(Dataset excerpts on object pointing)
^^^^^^^^

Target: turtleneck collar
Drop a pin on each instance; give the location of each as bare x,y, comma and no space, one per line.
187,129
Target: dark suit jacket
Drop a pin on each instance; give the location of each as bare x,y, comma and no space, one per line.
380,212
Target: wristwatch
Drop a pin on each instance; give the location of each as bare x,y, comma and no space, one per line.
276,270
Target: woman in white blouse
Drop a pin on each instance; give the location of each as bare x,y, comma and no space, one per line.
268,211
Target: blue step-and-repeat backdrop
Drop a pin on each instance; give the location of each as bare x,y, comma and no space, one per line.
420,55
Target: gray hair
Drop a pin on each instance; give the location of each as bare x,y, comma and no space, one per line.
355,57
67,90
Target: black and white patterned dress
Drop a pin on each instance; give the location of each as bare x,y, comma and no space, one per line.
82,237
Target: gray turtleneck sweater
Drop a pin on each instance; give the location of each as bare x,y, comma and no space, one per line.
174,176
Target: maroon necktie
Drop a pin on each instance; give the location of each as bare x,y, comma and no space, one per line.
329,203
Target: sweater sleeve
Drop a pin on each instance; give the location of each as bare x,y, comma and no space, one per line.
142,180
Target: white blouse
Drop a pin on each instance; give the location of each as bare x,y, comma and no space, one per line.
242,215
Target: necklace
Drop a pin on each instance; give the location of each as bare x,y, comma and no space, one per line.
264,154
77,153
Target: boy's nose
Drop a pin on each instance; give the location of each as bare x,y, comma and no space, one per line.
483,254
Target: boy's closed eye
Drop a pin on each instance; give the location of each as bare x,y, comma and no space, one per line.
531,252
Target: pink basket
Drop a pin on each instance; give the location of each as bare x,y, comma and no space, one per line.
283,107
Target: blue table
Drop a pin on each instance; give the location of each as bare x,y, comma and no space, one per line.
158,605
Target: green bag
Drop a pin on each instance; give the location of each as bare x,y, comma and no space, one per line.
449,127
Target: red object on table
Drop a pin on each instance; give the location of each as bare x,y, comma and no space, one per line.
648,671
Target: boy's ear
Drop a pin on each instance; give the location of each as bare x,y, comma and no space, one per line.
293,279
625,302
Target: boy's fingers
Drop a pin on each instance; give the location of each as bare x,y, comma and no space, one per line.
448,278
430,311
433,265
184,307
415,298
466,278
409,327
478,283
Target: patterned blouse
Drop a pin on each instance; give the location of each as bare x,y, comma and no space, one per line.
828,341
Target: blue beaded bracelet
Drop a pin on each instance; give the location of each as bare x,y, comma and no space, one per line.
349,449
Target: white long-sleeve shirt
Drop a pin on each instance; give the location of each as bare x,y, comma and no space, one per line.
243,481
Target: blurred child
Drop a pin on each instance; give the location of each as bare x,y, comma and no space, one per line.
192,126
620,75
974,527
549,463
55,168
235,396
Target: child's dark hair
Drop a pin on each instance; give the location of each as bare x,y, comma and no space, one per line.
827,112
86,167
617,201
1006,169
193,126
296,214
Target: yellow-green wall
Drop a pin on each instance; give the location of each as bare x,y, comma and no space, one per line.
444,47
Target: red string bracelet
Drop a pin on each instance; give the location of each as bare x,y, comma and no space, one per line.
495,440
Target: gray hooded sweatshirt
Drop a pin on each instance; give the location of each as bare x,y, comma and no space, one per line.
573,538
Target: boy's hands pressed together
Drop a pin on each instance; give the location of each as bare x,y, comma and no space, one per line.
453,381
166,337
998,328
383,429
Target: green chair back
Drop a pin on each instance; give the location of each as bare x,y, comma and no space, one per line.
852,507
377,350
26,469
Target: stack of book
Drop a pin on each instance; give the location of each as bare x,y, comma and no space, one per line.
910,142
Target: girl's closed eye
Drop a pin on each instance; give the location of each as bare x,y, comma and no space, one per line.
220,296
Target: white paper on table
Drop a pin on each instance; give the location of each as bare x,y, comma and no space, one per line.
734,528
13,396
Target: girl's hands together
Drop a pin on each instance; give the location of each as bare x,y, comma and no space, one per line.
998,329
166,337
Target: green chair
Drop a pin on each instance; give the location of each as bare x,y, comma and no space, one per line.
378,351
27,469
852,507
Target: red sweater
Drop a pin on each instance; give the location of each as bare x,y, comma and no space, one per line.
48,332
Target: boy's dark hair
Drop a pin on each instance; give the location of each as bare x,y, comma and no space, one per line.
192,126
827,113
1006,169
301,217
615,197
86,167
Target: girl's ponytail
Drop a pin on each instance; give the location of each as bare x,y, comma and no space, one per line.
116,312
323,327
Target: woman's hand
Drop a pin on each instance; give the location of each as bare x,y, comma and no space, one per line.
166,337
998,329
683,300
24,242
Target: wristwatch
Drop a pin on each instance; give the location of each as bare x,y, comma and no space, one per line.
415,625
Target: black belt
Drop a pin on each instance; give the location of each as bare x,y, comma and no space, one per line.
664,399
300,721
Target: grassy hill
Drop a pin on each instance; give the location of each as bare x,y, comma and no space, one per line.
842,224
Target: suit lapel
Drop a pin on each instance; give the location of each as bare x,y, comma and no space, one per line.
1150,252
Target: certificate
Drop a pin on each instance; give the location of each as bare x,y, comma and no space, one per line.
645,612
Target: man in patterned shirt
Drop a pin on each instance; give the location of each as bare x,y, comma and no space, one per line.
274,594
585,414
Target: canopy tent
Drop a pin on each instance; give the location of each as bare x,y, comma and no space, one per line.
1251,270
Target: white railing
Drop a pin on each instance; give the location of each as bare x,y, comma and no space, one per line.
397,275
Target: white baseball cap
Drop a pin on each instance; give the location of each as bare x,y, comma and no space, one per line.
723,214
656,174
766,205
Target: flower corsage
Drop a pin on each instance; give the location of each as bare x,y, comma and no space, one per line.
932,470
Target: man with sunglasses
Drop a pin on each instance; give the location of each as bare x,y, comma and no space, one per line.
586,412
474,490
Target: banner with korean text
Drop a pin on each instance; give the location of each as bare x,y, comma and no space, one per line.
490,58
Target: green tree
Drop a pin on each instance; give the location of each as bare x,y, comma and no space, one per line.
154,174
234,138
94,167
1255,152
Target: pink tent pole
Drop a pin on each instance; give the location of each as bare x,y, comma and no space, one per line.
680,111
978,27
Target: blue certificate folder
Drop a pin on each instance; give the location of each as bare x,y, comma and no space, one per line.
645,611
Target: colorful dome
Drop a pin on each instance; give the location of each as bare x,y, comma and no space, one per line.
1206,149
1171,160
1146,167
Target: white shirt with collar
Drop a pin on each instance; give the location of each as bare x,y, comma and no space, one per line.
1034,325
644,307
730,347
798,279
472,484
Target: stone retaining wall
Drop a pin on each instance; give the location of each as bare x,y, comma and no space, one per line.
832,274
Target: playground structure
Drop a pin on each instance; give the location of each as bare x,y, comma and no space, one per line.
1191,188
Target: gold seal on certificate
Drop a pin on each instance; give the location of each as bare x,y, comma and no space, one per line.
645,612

^^^^^^^^

-- WORK TO COMPLETE --
Repeat exactly, and only, the lines of the records above, starting with the line that contains "Target: flower corsage" and ending with the final line, both included.

-- WRITTEN RESPONSE --
Target: flower corsage
Drop a pin on each instance; give the location of each as bare x,y, comma and no space, one per line.
932,470
Target: man with sunglasses
Drop a pin on each instance; give the location of each as bare x,y, comma and no space, one per line.
586,412
474,490
Target: banner with korean text
Drop a pin on each instance; give the location of each as bare x,y, comma and no space, one per line.
490,58
Target: green tree
Drop a pin on each instance; give the location of each as bare x,y, comma and no space, one per line.
154,174
234,138
94,167
1255,152
Target: pink tent pole
Drop a pin on each instance; give the location of each as bare x,y, comma and no space, one per line.
680,111
978,27
Target: blue certificate folder
Drop a pin on each instance; give the location of each as bare x,y, comma and no space, one per line.
645,611
Target: colorful dome
Drop a pin on each instance; give the location of each as bare x,y, comma and no space, one per line.
1206,149
1171,160
1146,167
Target: white shirt with collar
Drop a pin on each instance; give the location of each as bare x,y, comma and no space, one per line.
1034,325
644,307
730,347
798,279
472,484
Target: stone retaining wall
Drop a pin on each instance; give the location of each as bare x,y, comma and no space, one per line.
832,274
Target: playground structure
Drop a pin on each instance; give the location of each as bare x,y, comma and no space, one per line.
1191,188
Target: gold seal on certificate
Drop a pin on each instance; give the location of each as bare x,y, comma and no space, one per line.
645,612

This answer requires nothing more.